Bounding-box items
==================================================
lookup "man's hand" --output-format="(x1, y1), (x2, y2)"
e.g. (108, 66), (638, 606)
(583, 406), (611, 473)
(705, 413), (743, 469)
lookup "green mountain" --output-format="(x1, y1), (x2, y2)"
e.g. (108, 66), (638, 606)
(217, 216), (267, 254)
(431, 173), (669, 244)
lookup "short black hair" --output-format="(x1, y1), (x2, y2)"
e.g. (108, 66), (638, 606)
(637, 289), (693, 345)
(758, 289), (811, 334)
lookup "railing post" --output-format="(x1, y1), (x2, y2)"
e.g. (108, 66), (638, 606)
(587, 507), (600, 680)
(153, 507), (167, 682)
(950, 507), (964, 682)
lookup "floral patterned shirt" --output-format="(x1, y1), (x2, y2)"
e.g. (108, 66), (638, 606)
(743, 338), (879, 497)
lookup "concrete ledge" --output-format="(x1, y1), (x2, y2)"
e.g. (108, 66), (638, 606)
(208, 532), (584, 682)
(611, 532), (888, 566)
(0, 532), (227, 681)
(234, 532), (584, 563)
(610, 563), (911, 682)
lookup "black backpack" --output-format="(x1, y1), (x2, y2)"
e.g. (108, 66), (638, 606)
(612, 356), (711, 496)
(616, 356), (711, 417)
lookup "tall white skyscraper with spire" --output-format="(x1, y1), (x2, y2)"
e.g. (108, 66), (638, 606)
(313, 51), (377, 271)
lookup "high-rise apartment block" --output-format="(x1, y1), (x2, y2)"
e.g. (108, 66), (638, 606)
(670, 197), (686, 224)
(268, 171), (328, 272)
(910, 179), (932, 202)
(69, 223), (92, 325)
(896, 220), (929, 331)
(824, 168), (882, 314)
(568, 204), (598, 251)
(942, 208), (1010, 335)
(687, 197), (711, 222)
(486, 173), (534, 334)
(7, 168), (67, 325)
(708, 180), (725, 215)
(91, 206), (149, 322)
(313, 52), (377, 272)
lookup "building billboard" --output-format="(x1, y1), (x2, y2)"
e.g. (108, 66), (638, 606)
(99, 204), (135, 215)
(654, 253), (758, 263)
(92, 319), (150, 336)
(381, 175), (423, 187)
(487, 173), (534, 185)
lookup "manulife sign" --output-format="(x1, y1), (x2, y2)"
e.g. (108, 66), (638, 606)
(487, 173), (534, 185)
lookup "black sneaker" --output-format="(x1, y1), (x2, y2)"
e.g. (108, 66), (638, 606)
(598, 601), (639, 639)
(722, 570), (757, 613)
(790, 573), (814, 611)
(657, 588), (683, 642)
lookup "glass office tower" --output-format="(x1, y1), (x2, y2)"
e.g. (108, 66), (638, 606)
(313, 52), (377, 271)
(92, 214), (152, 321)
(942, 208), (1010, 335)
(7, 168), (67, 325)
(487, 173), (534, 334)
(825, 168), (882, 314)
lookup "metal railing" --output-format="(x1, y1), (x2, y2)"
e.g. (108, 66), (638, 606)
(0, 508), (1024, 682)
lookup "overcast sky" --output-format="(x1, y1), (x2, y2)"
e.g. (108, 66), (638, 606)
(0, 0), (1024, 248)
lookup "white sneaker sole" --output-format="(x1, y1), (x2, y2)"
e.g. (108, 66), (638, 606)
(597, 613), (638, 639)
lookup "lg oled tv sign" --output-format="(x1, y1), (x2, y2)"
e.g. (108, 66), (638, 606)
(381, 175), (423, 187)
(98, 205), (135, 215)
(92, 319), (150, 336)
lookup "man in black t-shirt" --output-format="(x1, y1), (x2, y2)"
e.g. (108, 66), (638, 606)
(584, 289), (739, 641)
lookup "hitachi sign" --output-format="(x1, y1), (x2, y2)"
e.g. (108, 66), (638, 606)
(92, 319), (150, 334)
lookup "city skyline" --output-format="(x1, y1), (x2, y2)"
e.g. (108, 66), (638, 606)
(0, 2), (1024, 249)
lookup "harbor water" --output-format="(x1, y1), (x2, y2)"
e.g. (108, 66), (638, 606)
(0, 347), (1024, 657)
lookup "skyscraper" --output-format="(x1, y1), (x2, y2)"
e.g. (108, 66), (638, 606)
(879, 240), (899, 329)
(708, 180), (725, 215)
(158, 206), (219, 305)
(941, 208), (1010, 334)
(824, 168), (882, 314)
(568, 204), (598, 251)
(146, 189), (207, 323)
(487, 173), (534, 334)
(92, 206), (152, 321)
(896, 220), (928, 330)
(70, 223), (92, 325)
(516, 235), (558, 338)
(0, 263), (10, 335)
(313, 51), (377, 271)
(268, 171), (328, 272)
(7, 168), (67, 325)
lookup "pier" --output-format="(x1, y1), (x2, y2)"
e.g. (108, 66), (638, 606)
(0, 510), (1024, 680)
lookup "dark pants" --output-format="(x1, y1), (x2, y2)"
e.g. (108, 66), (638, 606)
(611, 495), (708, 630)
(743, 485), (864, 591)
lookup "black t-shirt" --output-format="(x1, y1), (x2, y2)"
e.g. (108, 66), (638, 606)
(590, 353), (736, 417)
==================================================
**Work instructions**
Copy every item above line for line, changing nothing.

**Exercise answer**
lookup "man's hand" --output-format="(x1, y1), (x2, y2)"
e.g. (108, 66), (638, 606)
(583, 406), (611, 473)
(705, 413), (743, 469)
lookup "green mountain" --output-format="(x1, y1), (x2, y2)"
e.g. (108, 66), (638, 606)
(217, 216), (267, 254)
(431, 173), (669, 244)
lookup "short black hair" --output-format="(x1, y1), (x2, y2)"
e.g. (108, 66), (638, 606)
(637, 289), (693, 345)
(758, 289), (811, 334)
lookup "railing post" --output-format="(x1, y1), (x2, y2)"
e.g. (108, 66), (638, 606)
(587, 507), (600, 680)
(153, 507), (167, 682)
(950, 507), (964, 682)
lookup "floral patterned shirt" --output-format="(x1, y1), (x2, y2)"
e.g. (108, 66), (638, 606)
(743, 338), (879, 497)
lookup "concrete ledge" --output-format="(x1, y1), (x2, y2)"
e.g. (108, 66), (638, 606)
(208, 532), (584, 682)
(611, 532), (888, 566)
(0, 532), (227, 681)
(234, 532), (584, 563)
(610, 563), (911, 682)
lookup "black backpack" --output-format="(x1, y1), (x2, y2)"
e.g. (108, 66), (638, 606)
(612, 356), (711, 496)
(616, 356), (711, 417)
lookup "tall white skyscraper with spire" --output-format="(x1, y1), (x2, y2)"
e.g. (108, 66), (638, 606)
(313, 51), (377, 271)
lookup "high-rise apartment block" --output-format="(x1, y1), (x2, y2)"
e.g. (108, 66), (638, 606)
(670, 197), (686, 224)
(268, 171), (328, 272)
(910, 179), (932, 202)
(69, 223), (92, 325)
(896, 220), (929, 331)
(824, 168), (882, 314)
(568, 204), (598, 251)
(942, 208), (1010, 335)
(687, 197), (711, 222)
(486, 173), (534, 334)
(7, 168), (67, 325)
(708, 180), (725, 215)
(91, 206), (149, 322)
(313, 52), (377, 272)
lookup "building billboard" --output-format="(x1, y1), (x2, y2)"
e.g. (108, 66), (638, 606)
(99, 204), (135, 215)
(654, 253), (758, 263)
(92, 319), (150, 336)
(381, 175), (423, 187)
(487, 173), (534, 185)
lookup "manulife sign" --output-format="(x1, y1), (x2, y2)"
e.g. (108, 66), (638, 606)
(487, 173), (534, 185)
lookup "black sneaker" --output-format="(x1, y1), (x2, y2)"
e.g. (108, 66), (638, 606)
(598, 601), (639, 639)
(722, 570), (757, 613)
(790, 573), (814, 611)
(657, 588), (683, 642)
lookup "glass office tower" --output-format="(x1, y1), (x2, y2)"
e.g. (108, 66), (638, 606)
(313, 52), (377, 271)
(92, 214), (152, 321)
(942, 208), (1010, 335)
(7, 168), (67, 325)
(487, 173), (534, 334)
(825, 168), (882, 314)
lookup "metal railing" --output-format="(x1, y1), (x2, y2)"
e.g. (108, 66), (638, 606)
(0, 508), (1024, 682)
lookup "overcast sky" --output-format="(x1, y1), (x2, y2)"
e.g. (108, 66), (638, 606)
(0, 0), (1024, 248)
lookup "white sneaker sole" --output-format="(x1, y1), (x2, y2)"
e.g. (108, 66), (638, 606)
(597, 613), (638, 639)
lookup "lg oled tv sign" --output-format="(x1, y1), (x2, y2)"
e.g. (108, 66), (638, 606)
(381, 175), (423, 187)
(98, 205), (135, 215)
(92, 319), (150, 336)
lookup "man in black t-shirt" --output-format="(x1, y1), (x2, y2)"
e.g. (108, 66), (638, 606)
(584, 289), (739, 641)
lookup "hitachi sign" --output-format="(x1, y1), (x2, y2)"
e.g. (108, 66), (638, 606)
(92, 319), (150, 334)
lookup "city skyline" --output-format="(x1, y1), (x2, y2)"
e.g. (108, 66), (638, 606)
(0, 2), (1024, 249)
lookup "harbor water" --output-format="(x1, y1), (x2, y2)"
e.g. (108, 66), (638, 606)
(0, 347), (1024, 657)
lookup "skyscraper" --output-format="(x1, y1), (x2, y2)"
e.g. (108, 66), (638, 606)
(879, 240), (899, 329)
(708, 180), (725, 215)
(158, 206), (219, 305)
(941, 208), (1010, 334)
(824, 168), (882, 314)
(568, 204), (598, 251)
(146, 189), (207, 323)
(487, 173), (534, 334)
(92, 206), (152, 321)
(896, 220), (928, 330)
(70, 223), (92, 325)
(516, 235), (558, 338)
(0, 263), (10, 335)
(313, 51), (377, 271)
(268, 171), (328, 272)
(7, 168), (67, 325)
lookup "pier" --output-format="(x1, y1), (x2, y2)"
e.g. (108, 66), (638, 606)
(0, 510), (1024, 680)
lookup "dark pants" --output-format="(x1, y1), (x2, y2)"
e.g. (108, 66), (638, 606)
(611, 495), (708, 630)
(743, 485), (864, 591)
lookup "black t-shirt" --output-format="(x1, y1), (x2, y2)"
e.g. (108, 66), (638, 606)
(590, 353), (736, 417)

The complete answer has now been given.